Stated goal
Reproduce the listing below word for word, omitting the pictures.
[start of Input material]
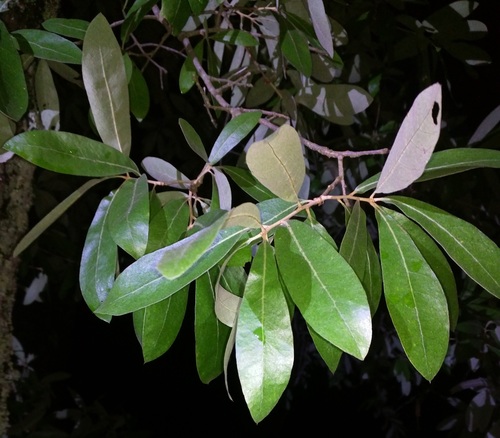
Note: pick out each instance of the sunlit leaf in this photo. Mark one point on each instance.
(13, 90)
(410, 285)
(69, 153)
(470, 248)
(414, 143)
(232, 134)
(106, 84)
(128, 219)
(324, 287)
(264, 339)
(99, 259)
(47, 45)
(277, 162)
(158, 325)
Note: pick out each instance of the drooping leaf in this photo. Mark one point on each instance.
(232, 134)
(105, 81)
(414, 143)
(128, 218)
(99, 259)
(264, 339)
(54, 214)
(141, 284)
(185, 253)
(210, 334)
(334, 305)
(321, 24)
(68, 27)
(193, 139)
(165, 172)
(414, 297)
(447, 162)
(47, 45)
(13, 90)
(295, 49)
(277, 162)
(69, 153)
(469, 247)
(158, 325)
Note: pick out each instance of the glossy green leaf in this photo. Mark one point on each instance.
(245, 180)
(165, 172)
(277, 162)
(414, 143)
(187, 252)
(13, 90)
(324, 287)
(47, 45)
(437, 261)
(193, 139)
(128, 219)
(139, 94)
(176, 12)
(99, 259)
(232, 134)
(470, 248)
(447, 162)
(54, 214)
(414, 296)
(105, 81)
(141, 284)
(237, 37)
(210, 334)
(158, 325)
(295, 49)
(264, 339)
(68, 27)
(69, 153)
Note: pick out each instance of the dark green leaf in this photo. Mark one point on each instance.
(324, 287)
(13, 91)
(69, 153)
(264, 339)
(128, 219)
(47, 45)
(158, 325)
(414, 297)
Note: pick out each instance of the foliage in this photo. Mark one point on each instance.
(273, 79)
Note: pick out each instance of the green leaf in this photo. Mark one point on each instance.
[end of Input material]
Solution to this exercise
Note: pick out each instance of the sunlit leaf in this photo. Mark one point on each instance.
(13, 90)
(410, 285)
(69, 153)
(470, 248)
(414, 143)
(232, 134)
(106, 84)
(128, 219)
(324, 287)
(264, 339)
(99, 259)
(47, 45)
(277, 162)
(158, 325)
Note: pick out each instance of the drooping leaf in this photo. Mark one point on each instance.
(232, 134)
(105, 81)
(414, 143)
(128, 218)
(99, 259)
(264, 339)
(54, 214)
(141, 284)
(185, 253)
(210, 334)
(334, 305)
(321, 24)
(68, 27)
(193, 139)
(165, 172)
(414, 297)
(447, 162)
(47, 45)
(13, 90)
(295, 49)
(277, 162)
(69, 153)
(469, 247)
(158, 325)
Note: pick out each instance of the glossy green leaf in this photo. Mark one point on each instance.
(245, 180)
(165, 172)
(277, 162)
(414, 143)
(187, 252)
(13, 90)
(324, 287)
(47, 45)
(437, 261)
(193, 139)
(128, 219)
(139, 94)
(176, 12)
(99, 259)
(232, 134)
(470, 248)
(447, 162)
(54, 214)
(414, 296)
(105, 81)
(141, 284)
(237, 37)
(210, 334)
(158, 325)
(295, 49)
(264, 339)
(68, 27)
(69, 153)
Note: pick out each instance of the dark green leaf in this photo. Mark one point on each instance.
(324, 287)
(13, 91)
(69, 153)
(264, 339)
(128, 219)
(47, 45)
(158, 325)
(414, 297)
Note: pick out each instance of the foliage in this photo. Mark one point on each instance.
(273, 79)
Note: pick out each instance of the green leaf in this photo. Mark one point on each instance.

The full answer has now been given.